-- start of Information shown --

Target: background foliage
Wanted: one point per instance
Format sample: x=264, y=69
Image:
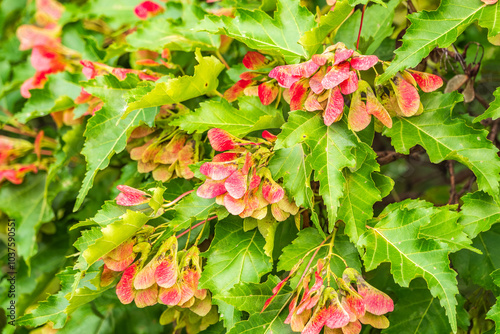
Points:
x=413, y=207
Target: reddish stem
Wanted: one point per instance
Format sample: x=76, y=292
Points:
x=18, y=131
x=179, y=198
x=360, y=26
x=195, y=226
x=310, y=261
x=46, y=152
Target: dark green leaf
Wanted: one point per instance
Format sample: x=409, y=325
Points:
x=251, y=116
x=234, y=256
x=446, y=138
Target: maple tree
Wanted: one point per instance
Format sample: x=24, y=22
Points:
x=214, y=166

-- end of Information shown --

* Exercise prompt
Reproduce the lines above with "instance" replaced by "object" wherever it appears and everything else left the same. Leave out any pictures.

* Reply
Target: background foliage
Wanted: one point per object
Format sample: x=264, y=69
Image:
Points:
x=413, y=207
Target: reddish stem
Wanted: one point per object
Format sample: x=76, y=292
Points:
x=18, y=131
x=179, y=198
x=360, y=26
x=195, y=226
x=310, y=261
x=46, y=152
Target: dark green leaf
Wanted: one point per object
Format sample: x=409, y=325
Points:
x=251, y=116
x=234, y=256
x=446, y=138
Target: maple tree
Wanted: one point per object
Format sample: x=24, y=22
Points:
x=214, y=166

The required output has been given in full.